What is being asked:
Transcribe every line of the records below word for word, omitting the pictures.

Records to process:
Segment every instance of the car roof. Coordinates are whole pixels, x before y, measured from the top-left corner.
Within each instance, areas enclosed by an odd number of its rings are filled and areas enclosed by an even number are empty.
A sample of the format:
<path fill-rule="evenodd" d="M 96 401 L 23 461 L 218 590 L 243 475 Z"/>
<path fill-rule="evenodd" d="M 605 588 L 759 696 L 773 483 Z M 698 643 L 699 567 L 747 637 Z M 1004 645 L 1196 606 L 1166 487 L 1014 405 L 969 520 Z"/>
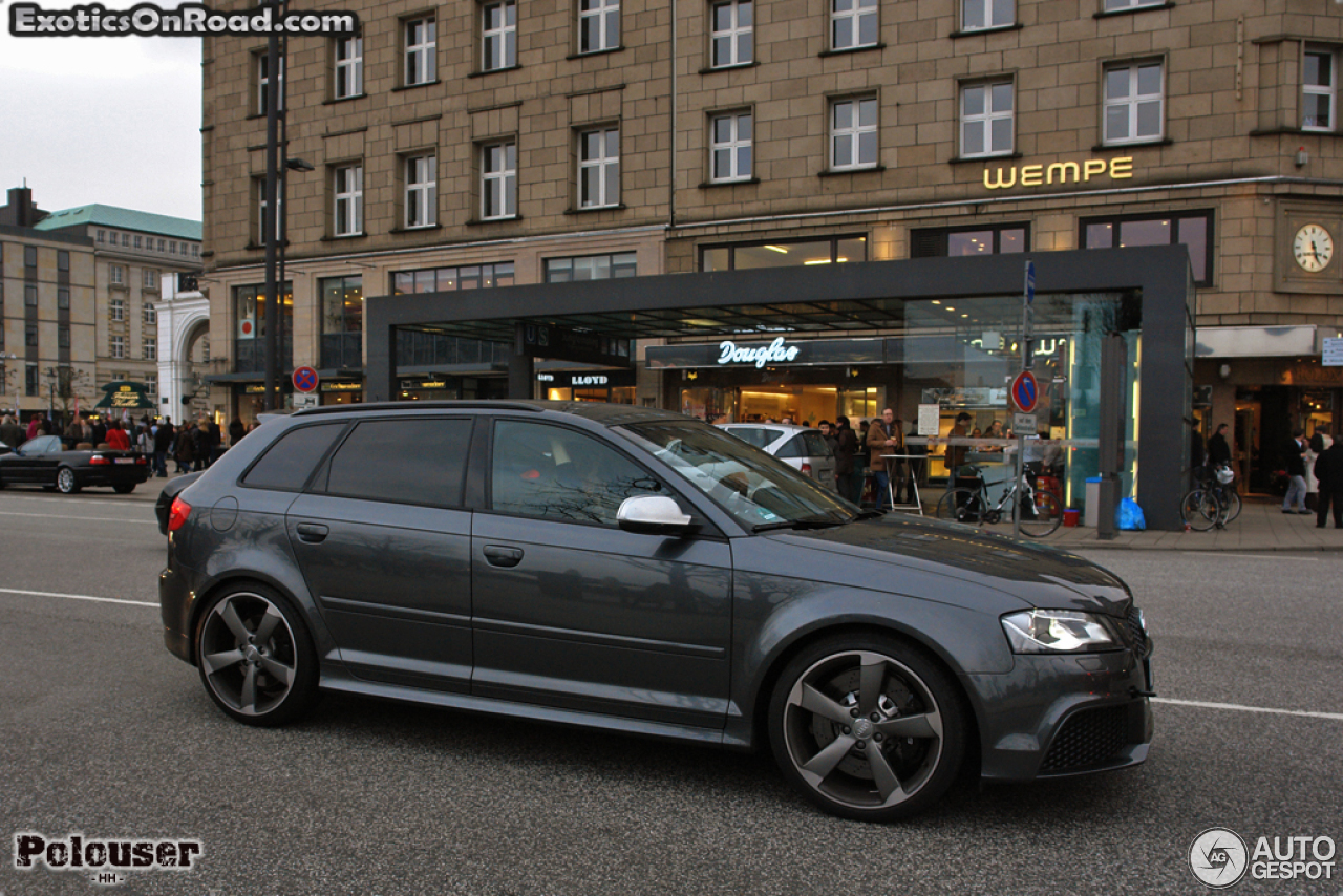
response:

Solution to the exercise:
Segment every instance of the car roof. Coordinates are whole pixels, x before y, measured from the top-left corner.
Within each instance, areas enclosed by an odd number of its rings are filled and areas enclosed by an even number are empty.
A sample of the format:
<path fill-rule="evenodd" d="M 96 401 L 23 461 L 218 590 L 243 475 Z"/>
<path fill-rule="evenodd" d="M 605 588 L 759 696 L 773 483 Z M 698 643 L 699 567 L 747 637 Z M 1004 645 L 1196 606 L 1166 487 L 1014 405 L 969 520 Z"/>
response:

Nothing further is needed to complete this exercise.